As someone said, we could have used interiors and filmed almost the whole story in the castle; but this would have been too expensive, so the rest of the story was recorded at Television Centre.
3. Tinker Tailor Soldier Spy/ Smiley’s People
In the novel, the Ricki Tarr story is set in Hong Kong. The cost of flying even a small unit there and back was so high I asked the Producer (Jonathan Powell) if the author (John le Carre) would consider an alternative somewhat nearer and less expensive. By this time, Le Carre had written The Honourable Schoolboy, mostly set in Hong Kong and was quite pleased to move the story. He gave us a list of acceptable places and we eventually settled on Lisbon, which also had a prison suitable for the meeting between Smiley and Karla in India long ago.
Karla said nothing in the scene, but needed to be played by a very good actor, with a strong screen presence, but not so well known that the audience would say, Oh, him again. Patrick Stewart, well known in the theatre but not then on screen, was mooted; alas, he could not go to Lisbon due to his commitments at the Royal Shakespeare Company.
The actor chosen instead became ill and was unable to go to Lisbon during the shoot, but due to bad weather filming was already behind schedule and the scene was rescheduled to the UK, where a suitable location proved impossible to find. Eventually I suggested we build a set at the BBC’s Ealing film Studios.
Austin Spriggs, the designer, hated sets and turned purple at the prospect, but accepted the idea, his Assistant did the drawings and we booked a day on Stage 2.
Meanwhile, the RSC was playing its London season at the Aldwych, so we could have Patrick Stewart for the day and he could play Karla, which he did very well. It is no small task to stay silent and faintly menacing in the face of a major actor such as Sir Alec Guinness.

Stored data entries
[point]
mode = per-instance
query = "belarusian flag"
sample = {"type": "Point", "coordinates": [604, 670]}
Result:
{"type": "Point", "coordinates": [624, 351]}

Tasks to carry out
A: Answer the following from the filming account:
(i) In the novel, where is the Ricki Tarr story set?
(ii) What prevented Patrick Stewart from going to Lisbon?
(iii) On which stage at the BBC's Ealing film Studios was a day booked?
B: Retype the portion of the filming account that begins at the words "The actor chosen" and ends after the words "on Stage 2.".

Answers to each task
A:
(i) Hong Kong.
(ii) His commitments at the Royal Shakespeare Company.
(iii) Stage 2.

B:
The actor chosen instead became ill and was unable to go to Lisbon during the shoot, but due to bad weather filming was already behind schedule and the scene was rescheduled to the UK, where a suitable location proved impossible to find. Eventually I suggested we build a set at the BBC’s Ealing film Studios.
Austin Spriggs, the designer, hated sets and turned purple at the prospect, but accepted the idea, his Assistant did the drawings and we booked a day on Stage 2.